*Exercise directions*.
Copy out every line in the entries below that includes "image".

*Supplied entries*.
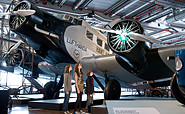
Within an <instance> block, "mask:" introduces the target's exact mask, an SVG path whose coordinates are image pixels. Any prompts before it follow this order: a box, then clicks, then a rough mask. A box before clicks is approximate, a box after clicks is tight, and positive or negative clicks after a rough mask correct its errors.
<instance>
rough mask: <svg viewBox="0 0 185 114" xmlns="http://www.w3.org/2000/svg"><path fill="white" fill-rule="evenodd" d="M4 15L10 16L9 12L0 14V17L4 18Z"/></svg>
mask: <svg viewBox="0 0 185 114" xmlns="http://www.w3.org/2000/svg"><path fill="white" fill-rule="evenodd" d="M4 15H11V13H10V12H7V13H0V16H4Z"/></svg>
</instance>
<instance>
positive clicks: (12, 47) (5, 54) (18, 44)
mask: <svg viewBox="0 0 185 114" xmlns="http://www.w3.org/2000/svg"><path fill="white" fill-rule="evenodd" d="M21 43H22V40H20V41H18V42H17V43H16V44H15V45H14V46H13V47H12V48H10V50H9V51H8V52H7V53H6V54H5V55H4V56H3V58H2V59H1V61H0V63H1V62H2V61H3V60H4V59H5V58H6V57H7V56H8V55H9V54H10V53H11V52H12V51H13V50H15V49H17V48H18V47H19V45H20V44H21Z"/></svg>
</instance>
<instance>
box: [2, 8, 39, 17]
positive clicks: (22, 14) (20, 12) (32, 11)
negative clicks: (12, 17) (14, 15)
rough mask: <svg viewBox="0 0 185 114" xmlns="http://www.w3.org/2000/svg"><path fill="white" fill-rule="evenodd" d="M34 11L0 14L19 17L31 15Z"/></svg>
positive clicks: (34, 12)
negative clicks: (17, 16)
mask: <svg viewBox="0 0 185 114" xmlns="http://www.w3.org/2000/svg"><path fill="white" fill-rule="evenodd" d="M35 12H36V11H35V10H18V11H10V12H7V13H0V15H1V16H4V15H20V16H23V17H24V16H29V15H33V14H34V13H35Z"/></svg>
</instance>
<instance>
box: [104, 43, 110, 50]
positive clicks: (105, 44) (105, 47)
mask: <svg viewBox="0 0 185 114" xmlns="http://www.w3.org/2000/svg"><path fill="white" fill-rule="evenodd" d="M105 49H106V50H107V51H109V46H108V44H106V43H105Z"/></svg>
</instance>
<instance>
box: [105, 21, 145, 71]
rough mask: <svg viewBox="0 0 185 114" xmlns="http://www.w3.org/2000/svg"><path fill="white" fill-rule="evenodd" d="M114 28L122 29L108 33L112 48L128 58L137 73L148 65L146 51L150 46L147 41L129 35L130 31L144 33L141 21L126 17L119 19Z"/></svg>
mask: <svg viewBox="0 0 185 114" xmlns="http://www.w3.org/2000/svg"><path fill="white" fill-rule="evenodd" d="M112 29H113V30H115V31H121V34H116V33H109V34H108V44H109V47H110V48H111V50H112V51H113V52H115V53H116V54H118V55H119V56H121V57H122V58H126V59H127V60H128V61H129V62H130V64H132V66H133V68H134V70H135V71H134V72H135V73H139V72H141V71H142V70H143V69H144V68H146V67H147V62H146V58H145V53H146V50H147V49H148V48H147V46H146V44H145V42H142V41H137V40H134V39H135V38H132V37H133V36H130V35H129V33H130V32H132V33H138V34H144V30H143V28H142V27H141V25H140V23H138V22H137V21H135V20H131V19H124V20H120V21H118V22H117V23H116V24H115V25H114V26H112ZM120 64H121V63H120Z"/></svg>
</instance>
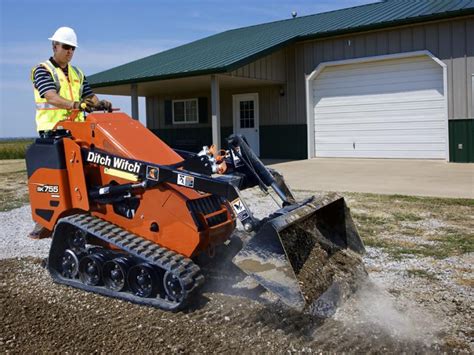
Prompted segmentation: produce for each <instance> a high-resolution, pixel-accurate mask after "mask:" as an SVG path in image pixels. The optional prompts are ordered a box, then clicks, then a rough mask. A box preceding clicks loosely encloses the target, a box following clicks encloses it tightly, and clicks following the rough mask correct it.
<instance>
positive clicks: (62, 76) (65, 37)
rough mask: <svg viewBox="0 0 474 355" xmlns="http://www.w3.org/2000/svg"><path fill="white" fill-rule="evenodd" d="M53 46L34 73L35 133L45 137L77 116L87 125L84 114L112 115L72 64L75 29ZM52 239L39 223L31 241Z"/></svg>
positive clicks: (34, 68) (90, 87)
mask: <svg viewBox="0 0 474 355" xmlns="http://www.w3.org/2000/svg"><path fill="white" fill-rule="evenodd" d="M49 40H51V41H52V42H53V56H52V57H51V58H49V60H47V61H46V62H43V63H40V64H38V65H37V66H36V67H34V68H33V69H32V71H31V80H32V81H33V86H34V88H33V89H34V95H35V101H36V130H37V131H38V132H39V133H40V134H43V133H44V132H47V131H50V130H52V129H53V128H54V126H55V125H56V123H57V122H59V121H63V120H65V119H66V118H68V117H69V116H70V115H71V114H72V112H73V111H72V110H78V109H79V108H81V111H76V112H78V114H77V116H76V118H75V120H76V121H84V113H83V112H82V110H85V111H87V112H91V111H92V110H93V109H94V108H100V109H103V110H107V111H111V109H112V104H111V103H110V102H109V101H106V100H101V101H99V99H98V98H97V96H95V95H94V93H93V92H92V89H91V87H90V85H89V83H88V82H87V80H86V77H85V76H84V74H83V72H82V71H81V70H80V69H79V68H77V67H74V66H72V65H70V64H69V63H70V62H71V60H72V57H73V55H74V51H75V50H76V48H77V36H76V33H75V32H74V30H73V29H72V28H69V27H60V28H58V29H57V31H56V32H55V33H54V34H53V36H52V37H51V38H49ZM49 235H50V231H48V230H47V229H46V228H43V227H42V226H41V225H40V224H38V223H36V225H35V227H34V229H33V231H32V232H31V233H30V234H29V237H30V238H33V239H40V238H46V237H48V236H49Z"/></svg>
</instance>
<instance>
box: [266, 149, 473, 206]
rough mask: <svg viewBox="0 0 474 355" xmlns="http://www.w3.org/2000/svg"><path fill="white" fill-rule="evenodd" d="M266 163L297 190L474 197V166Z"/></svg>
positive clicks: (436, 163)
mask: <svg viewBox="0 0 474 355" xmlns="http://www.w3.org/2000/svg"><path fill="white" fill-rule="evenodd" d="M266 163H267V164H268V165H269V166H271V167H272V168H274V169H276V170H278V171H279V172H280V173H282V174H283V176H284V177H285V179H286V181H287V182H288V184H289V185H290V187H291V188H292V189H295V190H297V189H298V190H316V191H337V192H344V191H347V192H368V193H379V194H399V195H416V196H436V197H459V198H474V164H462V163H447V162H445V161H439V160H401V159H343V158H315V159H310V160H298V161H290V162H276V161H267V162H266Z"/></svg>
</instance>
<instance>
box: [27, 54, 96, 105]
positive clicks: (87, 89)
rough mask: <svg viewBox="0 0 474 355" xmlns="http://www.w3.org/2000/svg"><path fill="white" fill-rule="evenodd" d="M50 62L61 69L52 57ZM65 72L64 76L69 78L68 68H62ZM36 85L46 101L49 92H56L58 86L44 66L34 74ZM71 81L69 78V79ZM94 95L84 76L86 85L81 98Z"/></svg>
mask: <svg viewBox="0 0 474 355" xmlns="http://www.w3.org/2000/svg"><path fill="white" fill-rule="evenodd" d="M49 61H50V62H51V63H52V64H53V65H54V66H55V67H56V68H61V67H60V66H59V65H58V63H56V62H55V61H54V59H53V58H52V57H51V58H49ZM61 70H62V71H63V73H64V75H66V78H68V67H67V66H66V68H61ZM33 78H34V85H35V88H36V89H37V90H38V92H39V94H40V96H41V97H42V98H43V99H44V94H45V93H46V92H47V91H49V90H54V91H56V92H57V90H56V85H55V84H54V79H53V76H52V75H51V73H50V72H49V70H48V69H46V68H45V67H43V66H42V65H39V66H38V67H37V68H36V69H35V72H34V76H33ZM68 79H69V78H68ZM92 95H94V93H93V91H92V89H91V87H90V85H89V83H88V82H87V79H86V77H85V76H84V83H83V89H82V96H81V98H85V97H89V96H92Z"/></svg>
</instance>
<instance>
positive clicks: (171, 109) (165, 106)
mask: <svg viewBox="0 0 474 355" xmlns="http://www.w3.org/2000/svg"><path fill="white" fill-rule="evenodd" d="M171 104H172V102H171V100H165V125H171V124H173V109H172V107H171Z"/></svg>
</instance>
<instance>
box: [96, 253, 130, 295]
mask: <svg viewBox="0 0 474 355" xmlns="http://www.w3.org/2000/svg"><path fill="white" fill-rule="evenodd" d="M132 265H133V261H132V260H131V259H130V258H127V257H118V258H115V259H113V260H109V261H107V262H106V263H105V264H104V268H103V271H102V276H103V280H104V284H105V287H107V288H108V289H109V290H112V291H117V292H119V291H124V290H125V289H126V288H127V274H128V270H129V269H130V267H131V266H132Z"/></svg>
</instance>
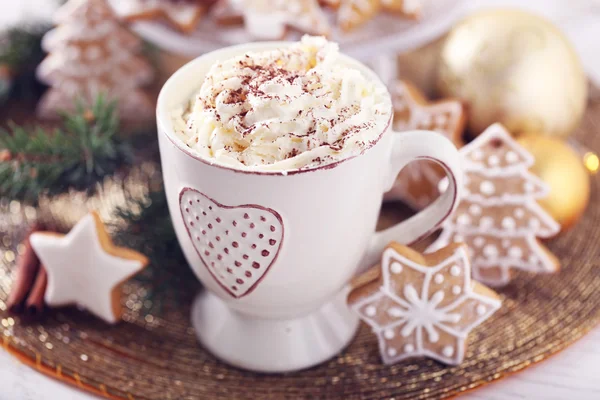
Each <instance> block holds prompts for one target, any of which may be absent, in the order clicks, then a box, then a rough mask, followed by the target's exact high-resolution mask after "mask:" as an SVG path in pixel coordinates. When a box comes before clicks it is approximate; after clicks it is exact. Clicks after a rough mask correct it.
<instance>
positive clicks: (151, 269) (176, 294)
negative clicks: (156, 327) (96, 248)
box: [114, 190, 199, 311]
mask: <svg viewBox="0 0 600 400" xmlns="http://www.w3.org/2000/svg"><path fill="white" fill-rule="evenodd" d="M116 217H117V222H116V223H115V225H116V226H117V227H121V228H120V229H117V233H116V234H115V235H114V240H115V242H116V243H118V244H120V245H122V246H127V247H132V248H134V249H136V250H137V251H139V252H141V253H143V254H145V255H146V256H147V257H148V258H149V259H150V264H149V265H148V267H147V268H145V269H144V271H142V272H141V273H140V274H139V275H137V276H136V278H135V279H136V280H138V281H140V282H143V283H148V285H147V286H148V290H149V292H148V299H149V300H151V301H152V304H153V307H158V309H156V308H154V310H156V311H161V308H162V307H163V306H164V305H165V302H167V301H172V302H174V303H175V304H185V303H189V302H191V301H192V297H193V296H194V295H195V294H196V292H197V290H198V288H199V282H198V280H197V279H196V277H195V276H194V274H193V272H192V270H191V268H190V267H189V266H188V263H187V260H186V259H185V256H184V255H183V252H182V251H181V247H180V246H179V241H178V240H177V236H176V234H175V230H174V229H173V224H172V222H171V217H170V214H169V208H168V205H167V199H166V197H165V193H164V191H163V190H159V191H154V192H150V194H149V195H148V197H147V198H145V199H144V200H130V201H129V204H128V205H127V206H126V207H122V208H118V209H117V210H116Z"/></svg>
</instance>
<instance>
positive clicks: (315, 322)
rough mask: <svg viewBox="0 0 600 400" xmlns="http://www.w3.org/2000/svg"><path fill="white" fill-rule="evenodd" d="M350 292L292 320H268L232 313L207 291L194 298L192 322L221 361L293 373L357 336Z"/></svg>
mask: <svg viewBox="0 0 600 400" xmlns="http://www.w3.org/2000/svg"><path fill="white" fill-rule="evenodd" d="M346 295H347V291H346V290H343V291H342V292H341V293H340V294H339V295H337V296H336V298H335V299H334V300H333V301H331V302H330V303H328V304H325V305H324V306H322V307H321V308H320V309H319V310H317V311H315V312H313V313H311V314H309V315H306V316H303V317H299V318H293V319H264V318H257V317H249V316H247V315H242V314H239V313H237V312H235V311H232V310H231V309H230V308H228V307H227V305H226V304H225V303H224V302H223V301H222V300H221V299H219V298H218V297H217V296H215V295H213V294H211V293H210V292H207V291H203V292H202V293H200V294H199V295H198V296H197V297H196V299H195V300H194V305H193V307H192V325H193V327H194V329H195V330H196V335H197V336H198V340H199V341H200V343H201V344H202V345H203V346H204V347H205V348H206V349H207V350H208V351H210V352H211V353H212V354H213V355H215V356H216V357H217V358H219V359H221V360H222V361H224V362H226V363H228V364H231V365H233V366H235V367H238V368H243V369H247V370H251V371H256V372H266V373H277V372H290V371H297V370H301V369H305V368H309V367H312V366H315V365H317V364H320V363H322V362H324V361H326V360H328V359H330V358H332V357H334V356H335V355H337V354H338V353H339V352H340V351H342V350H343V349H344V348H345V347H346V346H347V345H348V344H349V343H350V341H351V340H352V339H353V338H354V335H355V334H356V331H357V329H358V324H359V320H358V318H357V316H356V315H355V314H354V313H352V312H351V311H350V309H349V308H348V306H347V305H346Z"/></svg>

*Output for this task*.
Within an <instance> block, "mask:" introduces the target's exact mask, an SVG path whose coordinates are image pixels. Any prompts before it follow this order: a box, then clicks, then a rough mask. A box before clicks is approximate, a box after clicks is tight, and positive or negative clicks after a rough mask correct its errors.
Prompted segmentation: produce for each <instance> a high-resolution, pixel-accurate mask after "mask:" as an SVG path in image pixels. The optional prompts are ordered a box, then clicks, then a rough mask. A box preceding clicks loosely encloses the target, a box following clicks encloses it tightly, and clicks following the rough mask correct it.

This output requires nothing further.